WHAT TO WORK ON:
[a] According to the post on UCL's E-Learning Champions, when was the initiative launched?
[b] Reproduce the stretch of the post on UCL's E-Learning Champions from "We have certainly" through "remarkably well established.".

SOURCE EXTRACT:

UCL E-Learning Champions – one year on
By Clive Young, on 22 May 2014
The UCL E-Learning Champions initiative is actually now a bit over a year old – we launched on Valentine’s Day in 2013. At the Summits & Horizons event on Monday we took the chance to review progress so far.
We have certainly grown over the last year, we now have over 130 members. Nearly all UCL departments and divisions are represented and although there is work to be done (not everyone knows who their Champion is!) in some areas the initiative seems remarkably well established.
I opened the session by reminding the sizeable audience that the Champions were key to our ambitious institutional target to develop departmental e-learning plans. Pairs of departmental E-Learning Champions – one academic and one teaching administrator (TA) – had been identified to help develop local e-learning statements articulating departments’ expectations and priorities, highlighting good practice, and identifying support needs.
Fourteen months into the implementation plan, this type of engagement with the champions has been excellent. Champions are well embedded in UCL’s learning technology strategic and support initiatives and are now beginning to be regarded as an important group of change agents, with the support of ELE.
This approach has already helped ELE benchmark e-learning activity, develop local plans across two of our schools and has led to the emergence of faculty-level e‑learning Champion groups. During the event our three E-Learning Facilitators, Jess Gramp (BEAMS), Natasa Perovic (SLMS) and Mira Vogel (SLASH) explained how the Champions had helped with a wide range of local initiatives and projects, in areas such as Turnitin, multimedia group work and enhancing Moodle provision.

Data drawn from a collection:
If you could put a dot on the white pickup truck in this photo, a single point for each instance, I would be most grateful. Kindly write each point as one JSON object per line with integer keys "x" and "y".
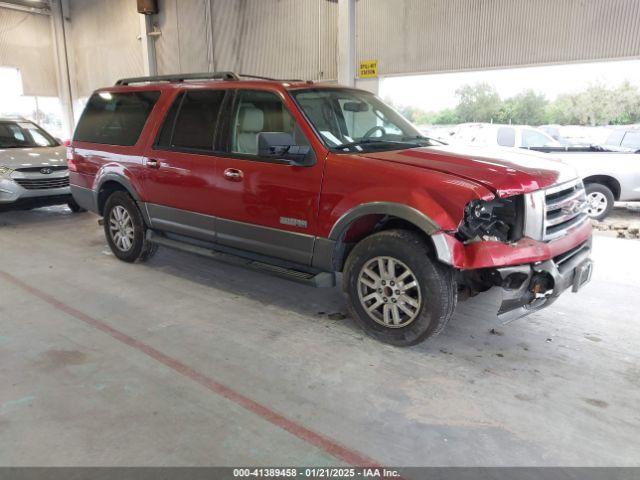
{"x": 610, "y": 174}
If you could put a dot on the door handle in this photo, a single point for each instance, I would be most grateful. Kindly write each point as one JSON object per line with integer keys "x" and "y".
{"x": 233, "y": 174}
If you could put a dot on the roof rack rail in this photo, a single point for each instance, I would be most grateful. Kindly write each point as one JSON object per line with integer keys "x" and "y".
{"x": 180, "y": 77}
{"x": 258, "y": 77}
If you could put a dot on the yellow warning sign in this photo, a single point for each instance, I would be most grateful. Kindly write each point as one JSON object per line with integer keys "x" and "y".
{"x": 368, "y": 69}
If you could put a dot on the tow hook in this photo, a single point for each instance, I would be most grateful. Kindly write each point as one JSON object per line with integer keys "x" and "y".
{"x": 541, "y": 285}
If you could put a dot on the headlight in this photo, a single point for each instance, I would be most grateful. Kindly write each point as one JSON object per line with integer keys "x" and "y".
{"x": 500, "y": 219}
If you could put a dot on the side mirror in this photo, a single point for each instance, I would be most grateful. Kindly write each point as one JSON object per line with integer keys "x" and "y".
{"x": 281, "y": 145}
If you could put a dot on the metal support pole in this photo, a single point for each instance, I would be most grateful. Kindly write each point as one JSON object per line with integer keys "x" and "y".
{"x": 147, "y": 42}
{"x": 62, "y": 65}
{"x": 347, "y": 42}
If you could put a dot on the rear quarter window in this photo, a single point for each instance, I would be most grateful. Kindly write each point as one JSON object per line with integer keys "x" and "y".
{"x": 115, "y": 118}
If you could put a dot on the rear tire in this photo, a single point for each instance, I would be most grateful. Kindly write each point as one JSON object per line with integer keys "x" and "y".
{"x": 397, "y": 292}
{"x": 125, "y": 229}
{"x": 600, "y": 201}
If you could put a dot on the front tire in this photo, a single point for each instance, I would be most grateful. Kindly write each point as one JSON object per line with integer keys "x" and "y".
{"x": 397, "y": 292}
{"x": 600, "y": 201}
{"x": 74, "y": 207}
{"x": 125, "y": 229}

--

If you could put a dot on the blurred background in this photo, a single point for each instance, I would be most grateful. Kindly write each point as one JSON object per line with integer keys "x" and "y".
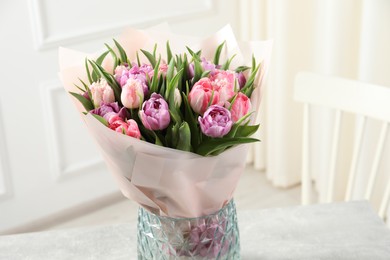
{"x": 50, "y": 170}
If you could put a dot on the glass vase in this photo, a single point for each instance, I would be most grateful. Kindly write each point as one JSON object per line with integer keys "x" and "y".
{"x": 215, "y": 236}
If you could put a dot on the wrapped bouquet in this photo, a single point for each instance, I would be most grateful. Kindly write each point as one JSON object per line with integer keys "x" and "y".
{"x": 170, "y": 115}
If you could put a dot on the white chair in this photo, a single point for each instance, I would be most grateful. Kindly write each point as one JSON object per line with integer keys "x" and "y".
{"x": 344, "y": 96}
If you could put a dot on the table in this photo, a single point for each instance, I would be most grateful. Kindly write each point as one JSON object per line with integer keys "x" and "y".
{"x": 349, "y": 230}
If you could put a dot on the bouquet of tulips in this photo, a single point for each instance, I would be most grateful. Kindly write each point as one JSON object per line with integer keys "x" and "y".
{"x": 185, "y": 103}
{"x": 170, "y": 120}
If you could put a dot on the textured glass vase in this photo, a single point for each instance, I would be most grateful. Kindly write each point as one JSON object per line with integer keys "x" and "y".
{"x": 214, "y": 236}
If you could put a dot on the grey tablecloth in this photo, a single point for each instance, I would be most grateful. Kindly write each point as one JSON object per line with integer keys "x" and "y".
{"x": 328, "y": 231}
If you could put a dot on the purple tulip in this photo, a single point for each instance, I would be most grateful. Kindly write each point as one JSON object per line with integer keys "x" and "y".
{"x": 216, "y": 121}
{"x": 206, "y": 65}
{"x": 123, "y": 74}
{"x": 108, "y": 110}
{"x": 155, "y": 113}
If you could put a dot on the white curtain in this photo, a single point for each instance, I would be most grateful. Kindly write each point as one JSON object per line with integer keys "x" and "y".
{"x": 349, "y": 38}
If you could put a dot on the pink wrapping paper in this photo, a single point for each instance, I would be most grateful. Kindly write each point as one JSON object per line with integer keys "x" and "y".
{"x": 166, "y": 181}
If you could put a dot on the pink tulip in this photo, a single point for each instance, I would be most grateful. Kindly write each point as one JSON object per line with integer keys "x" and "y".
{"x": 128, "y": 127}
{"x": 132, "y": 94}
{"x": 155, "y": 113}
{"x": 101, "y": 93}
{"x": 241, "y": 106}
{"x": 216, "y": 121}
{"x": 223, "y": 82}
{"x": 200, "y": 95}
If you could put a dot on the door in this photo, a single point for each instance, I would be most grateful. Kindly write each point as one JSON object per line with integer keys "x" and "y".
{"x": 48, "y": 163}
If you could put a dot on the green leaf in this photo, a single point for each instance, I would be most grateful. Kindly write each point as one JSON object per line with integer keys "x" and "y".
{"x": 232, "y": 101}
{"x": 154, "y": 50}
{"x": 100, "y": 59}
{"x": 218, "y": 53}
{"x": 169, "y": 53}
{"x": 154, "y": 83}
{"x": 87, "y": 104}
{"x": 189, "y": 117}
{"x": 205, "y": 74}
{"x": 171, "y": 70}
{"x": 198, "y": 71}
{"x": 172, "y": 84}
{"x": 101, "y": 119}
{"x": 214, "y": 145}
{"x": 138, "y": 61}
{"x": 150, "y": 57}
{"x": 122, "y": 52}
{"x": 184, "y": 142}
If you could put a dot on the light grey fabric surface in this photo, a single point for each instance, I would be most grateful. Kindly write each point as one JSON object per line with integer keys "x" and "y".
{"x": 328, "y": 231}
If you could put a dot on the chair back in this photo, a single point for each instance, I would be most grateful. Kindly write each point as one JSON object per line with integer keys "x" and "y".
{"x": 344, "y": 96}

ANSWERS PROVIDED:
[a] It launched on Valentine's Day in 2013.

[b]
We have certainly grown over the last year, we now have over 130 members. Nearly all UCL departments and divisions are represented and although there is work to be done (not everyone knows who their Champion is!) in some areas the initiative seems remarkably well established.